| INSTRUCTION |
Write the data out again, exactly as given.

| AVAILABLE RECORDS |
----
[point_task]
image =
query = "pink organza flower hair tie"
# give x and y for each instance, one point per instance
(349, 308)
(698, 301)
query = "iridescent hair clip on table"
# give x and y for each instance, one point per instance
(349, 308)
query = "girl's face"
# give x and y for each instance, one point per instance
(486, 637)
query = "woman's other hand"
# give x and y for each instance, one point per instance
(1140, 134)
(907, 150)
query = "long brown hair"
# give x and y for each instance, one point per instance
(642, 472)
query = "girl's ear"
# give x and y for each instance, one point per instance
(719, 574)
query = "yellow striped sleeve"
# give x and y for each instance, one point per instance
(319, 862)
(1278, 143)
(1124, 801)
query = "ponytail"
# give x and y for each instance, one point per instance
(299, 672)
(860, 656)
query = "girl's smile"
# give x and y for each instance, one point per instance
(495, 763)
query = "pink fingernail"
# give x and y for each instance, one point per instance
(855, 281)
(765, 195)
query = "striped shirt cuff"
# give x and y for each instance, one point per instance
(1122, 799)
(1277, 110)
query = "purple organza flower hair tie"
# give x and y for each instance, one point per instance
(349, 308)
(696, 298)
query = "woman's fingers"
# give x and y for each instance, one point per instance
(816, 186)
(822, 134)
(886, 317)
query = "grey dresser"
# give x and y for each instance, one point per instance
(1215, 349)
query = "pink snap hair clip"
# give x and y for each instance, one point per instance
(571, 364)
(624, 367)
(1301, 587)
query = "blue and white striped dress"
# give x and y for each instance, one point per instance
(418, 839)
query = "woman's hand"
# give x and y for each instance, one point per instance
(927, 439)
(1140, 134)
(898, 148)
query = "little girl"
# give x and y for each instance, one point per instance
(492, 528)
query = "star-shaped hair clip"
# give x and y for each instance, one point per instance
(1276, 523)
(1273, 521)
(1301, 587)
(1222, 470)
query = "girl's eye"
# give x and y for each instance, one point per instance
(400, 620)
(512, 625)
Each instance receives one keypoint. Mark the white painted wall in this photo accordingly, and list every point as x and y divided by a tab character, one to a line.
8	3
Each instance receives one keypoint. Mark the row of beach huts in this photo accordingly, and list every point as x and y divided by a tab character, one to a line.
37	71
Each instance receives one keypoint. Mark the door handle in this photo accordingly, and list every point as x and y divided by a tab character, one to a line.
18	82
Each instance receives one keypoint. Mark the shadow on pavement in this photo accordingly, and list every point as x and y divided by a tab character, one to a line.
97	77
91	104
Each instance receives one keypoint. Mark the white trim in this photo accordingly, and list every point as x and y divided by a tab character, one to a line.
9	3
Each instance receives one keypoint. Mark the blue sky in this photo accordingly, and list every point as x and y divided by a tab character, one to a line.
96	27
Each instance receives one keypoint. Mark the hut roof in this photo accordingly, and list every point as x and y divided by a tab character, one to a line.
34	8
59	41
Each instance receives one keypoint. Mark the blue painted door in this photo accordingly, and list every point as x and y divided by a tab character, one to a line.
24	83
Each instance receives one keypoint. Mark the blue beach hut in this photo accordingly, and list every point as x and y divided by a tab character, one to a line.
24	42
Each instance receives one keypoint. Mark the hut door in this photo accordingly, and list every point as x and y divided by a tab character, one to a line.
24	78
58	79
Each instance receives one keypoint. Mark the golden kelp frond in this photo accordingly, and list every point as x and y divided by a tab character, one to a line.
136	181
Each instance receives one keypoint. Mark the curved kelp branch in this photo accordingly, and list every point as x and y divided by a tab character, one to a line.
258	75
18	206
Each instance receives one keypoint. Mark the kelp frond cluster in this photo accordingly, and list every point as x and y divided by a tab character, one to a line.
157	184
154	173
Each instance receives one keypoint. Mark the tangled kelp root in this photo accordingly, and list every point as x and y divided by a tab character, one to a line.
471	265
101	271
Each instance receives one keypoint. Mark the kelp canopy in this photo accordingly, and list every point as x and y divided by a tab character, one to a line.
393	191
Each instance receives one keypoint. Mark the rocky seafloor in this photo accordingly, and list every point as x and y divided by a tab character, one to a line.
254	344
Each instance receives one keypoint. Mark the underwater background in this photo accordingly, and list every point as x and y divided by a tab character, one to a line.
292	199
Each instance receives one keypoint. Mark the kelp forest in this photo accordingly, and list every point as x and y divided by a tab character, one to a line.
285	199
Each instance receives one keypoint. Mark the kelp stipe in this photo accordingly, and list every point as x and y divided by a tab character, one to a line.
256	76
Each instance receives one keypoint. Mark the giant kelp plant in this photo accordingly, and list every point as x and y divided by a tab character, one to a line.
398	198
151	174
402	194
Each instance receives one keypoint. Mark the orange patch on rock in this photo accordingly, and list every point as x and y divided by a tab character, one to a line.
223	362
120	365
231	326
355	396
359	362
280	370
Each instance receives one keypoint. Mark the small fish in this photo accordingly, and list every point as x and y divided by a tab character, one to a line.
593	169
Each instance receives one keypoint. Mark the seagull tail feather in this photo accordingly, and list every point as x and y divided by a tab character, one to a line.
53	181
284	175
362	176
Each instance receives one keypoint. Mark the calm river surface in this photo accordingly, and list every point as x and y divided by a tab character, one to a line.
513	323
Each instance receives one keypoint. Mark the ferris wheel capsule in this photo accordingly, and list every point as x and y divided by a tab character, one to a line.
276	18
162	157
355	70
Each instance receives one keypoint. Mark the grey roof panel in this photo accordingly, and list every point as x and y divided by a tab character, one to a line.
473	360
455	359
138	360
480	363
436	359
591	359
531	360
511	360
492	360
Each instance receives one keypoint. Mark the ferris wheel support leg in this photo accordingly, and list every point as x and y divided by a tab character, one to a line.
----
| COMPLETED TASK |
[point_task]
image =
query = "pink organza flower hair tie"
# give x and y for each instance, one point per instance
(349, 308)
(698, 301)
query = "iridescent hair clip on table"
# give x and y for each instance, one point per instance
(349, 308)
query = "girl's face"
# give x and y for each instance, one point per instance
(486, 637)
query = "woman's other hand"
# give x and y for each instance, one point per instance
(1140, 134)
(907, 150)
query = "long brown hair"
# give x and y for each instance, one point per instance
(642, 472)
query = "girl's ear"
# give x and y for each instance, one point per instance
(719, 574)
query = "yellow striped sleeve"
# give x and y for each instance, one point per instance
(319, 862)
(1278, 143)
(1124, 801)
query = "ponytail"
# give x and y for each instance, one point per instance
(299, 672)
(860, 656)
query = "girl's smile"
# give x and y for each instance, one point per instance
(495, 763)
query = "pink fingernail"
# give x and y for each instance, one point per instance
(855, 281)
(765, 195)
query = "striped shirt cuff"
# give x and y for each instance, one point per instance
(1122, 799)
(1277, 110)
query = "purple organza flower hair tie"
# give x and y for each instance, one point per instance
(349, 308)
(696, 298)
query = "woman's fingers"
# give x and y for each instance, one point per instance
(816, 186)
(822, 134)
(886, 317)
query = "grey dresser"
# give x and y for each instance, one point per instance
(1215, 349)
query = "pink snap hair clip"
# give x and y for each instance, one point per instance
(571, 364)
(624, 367)
(1301, 587)
query = "blue and white striped dress"
# give x and y for each instance, one point per instance
(418, 839)
query = "woman's hand"
# give x and y for each instance, one point per instance
(927, 439)
(1140, 134)
(898, 148)
query = "little girl"
# give x and y for each instance, one point per instance
(492, 528)
query = "star-shaped hair clip"
# give x and y for each instance, one point per instance
(1276, 523)
(1273, 521)
(1301, 587)
(1222, 470)
query = "girl's eye"
# give x and y for each instance, one point per instance
(400, 620)
(512, 625)
Each instance receives one keypoint. Mark the white painted wall in this photo accordingly, and list every point as x and y divided by a tab character, one to a line.
8	3
Each instance receives one keypoint. Mark the row of beach huts in this photo accordingly, and list every point as x and y divided by a tab character, one to a line.
37	71
Each instance receives one keypoint. Mark the door handle in this photo accordingly, and list every point as x and y divided by a tab character, one to a line.
18	82
Each instance receives one keypoint. Mark the shadow on pavement in this photo accordingly, and list every point as x and y divided by a tab character, one to a line.
97	77
91	104
Each instance receives one keypoint. Mark the white trim in this photo accordingly, and list every point as x and y divided by a tab character, one to a line.
9	3
Each instance receives one keypoint. Mark the blue sky in this photo accordingly, and list every point as x and y divided by a tab character, one to a line.
96	27
Each instance receives one keypoint. Mark the hut roof in this photo accordingly, and list every point as x and y divided by a tab character, one to a line.
34	8
59	41
Each instance receives one keypoint. Mark the blue painted door in this photo accordingly, and list every point as x and y divided by a tab character, one to a line.
24	83
Each instance receives one keypoint. Mark the blue beach hut in this photo accordingly, and list every point as x and y divided by a tab character, one to a line.
24	42
Each instance receives one keypoint. Mark the hut door in this photo accordingly, and list every point as x and y divided by a tab character, one to a line.
24	78
58	79
Each instance receives one keypoint. Mark the golden kelp frond in this photo accordingly, and list every point as x and y divided by a tab character, one to a line.
136	181
Each instance receives one keypoint. Mark the curved kelp branch in this photo accordingly, and list every point as x and y divided by a tab character, one to a line.
258	75
18	206
Each instance receives one keypoint. Mark the kelp frond cluster in this photo accordingly, and list every point as x and y divided by a tab character, one to a line.
157	184
154	173
Each instance receives one keypoint. Mark the tangled kelp root in this photo accordingly, and list every point as x and y divided by a tab character, one to a line.
471	265
101	271
Each instance receives one keypoint. Mark the kelp canopy in this photo accordingly, and list every point as x and y divided by a tab character, one to a line.
393	191
Each instance receives one keypoint. Mark the rocky seafloor in this photo accordingly, and list every point as x and y divided by a tab character, one to a line.
254	344
Each instance receives one keypoint. Mark the underwater background in this photo accordingly, and list every point as x and y divided by a tab character, one to a line.
292	199
Each instance receives one keypoint. Mark the kelp forest in this photo accordingly, and list every point as x and y divided by a tab character, one to a line.
285	199
Each instance receives one keypoint. Mark the kelp stipe in this photo accordingly, and list every point as x and y divided by a tab character, one to a line.
256	76
Each instance receives one keypoint. Mark the giant kelp plant in this photo accordingly, and list every point as x and y divided by a tab character, one to a line.
398	198
151	174
402	194
Each instance receives one keypoint. Mark the orange patch on rock in this photo accordingly, and list every point as x and y divided by a tab character, one to a line.
223	362
120	365
231	326
355	396
359	362
280	370
Each instance receives one keypoint. Mark the small fish in this photo accordingly, and list every point as x and y divided by a tab character, one to a line.
593	169
Each instance receives one keypoint. Mark the seagull tail feather in this photo accordingly, and list every point as x and y divided by a tab character, one to a line.
53	181
284	175
362	176
Each instance receives one keypoint. Mark the calm river surface in this photo accordingly, and list every point as x and y divided by a tab character, one to a line.
513	323
Each instance receives one keypoint. Mark the ferris wheel capsule in this photo accordingly, and list every point as x and y divided by a tab character, one to a line.
276	18
162	157
355	70
Each instance receives one keypoint. Mark the grey roof panel in this photo accordingly, and list every point as x and y divided by a tab character, one to a line.
473	360
455	359
138	360
480	363
436	359
591	359
531	360
511	360
492	360
Each instance receives one keypoint. Mark the ferris wheel support leg in this photo accordingly, and list every point as x and y divided by a tab character, one to a line.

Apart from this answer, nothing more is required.